--- ARTICLE ---
+++

The composer of the memorable scores for all seven of the films, Charlie Clouser, will be composing the score for the animated series as well, and he had this to say: "It might prove to be a challenge to bring the icy sounds of terror to a younger audience, but I've already worked out a slide-whistle version of the main "Hello, Zepp" theme, and I'll be re-working the key score elements to be played on children's toy instruments. I just got a plastic Pikachu keyboard that has some truly dark and scary sounds, so that will be all over the new series."

- reported by April Foule, Lionsgate PR


----------



## Patrick de Caumette (Apr 1, 2013)

For a minute, my blood was boiling...
Got me! :twisted:


----------



## dgburns (Apr 1, 2013)

well,I was just thinking that this year of April fools was a little light.I was kinda disappointed actually.

first thing I thought was,wow,then I thought,good on you Charlie for the GIG.then I thought,but how??? I am that out of touch with TV,I mean really,maybe I should hang up my spurs.

you totally got me.made my day.

.....ya know,just tone down the violence a bit,and maybe your idea has wings.....


----------



## Dan Mott (Apr 1, 2013)

Hello Children. I want to Play a game.


----------



## charlieclouser (Apr 1, 2013)

I forwarded this to six others here in Hollywood, including my agents and my accountant, and their responses were basically, "Great news, but how have we not heard of this until now?"

I actually had to tell them to read the PR person's name, and check today's date... Sadly, it wasn't outrageous enough to be spotted as a joke by anyone I work with. I guess it just goes to show that no idea in Hollywood is too insane to be plausible!


----------



## jleckie (Apr 1, 2013)

um....ok...then...


----------



## Ganvai (Apr 2, 2013)

Lol... 

but it's a little bit alarming so many thought this would be real and a good idea ^^

BTW: One of the best these april


----------

+++

Return the passage of the April Fools forum thread starting at "I actually had" and ending at "to be plausible!", copied word for word.

--- STORED DATA ---
+++

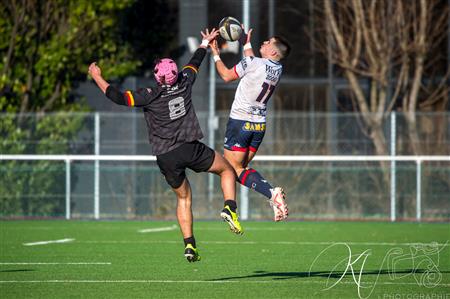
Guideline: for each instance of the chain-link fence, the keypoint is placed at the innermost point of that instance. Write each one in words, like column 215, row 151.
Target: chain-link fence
column 316, row 190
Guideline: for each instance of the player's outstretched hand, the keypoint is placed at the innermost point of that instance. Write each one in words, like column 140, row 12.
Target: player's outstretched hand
column 209, row 36
column 214, row 47
column 94, row 70
column 245, row 36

+++

--- WRITTEN ANSWER ---
I actually had to tell them to read the PR person's name, and check today's date... Sadly, it wasn't outrageous enough to be spotted as a joke by anyone I work with. I guess it just goes to show that no idea in Hollywood is too insane to be plausible!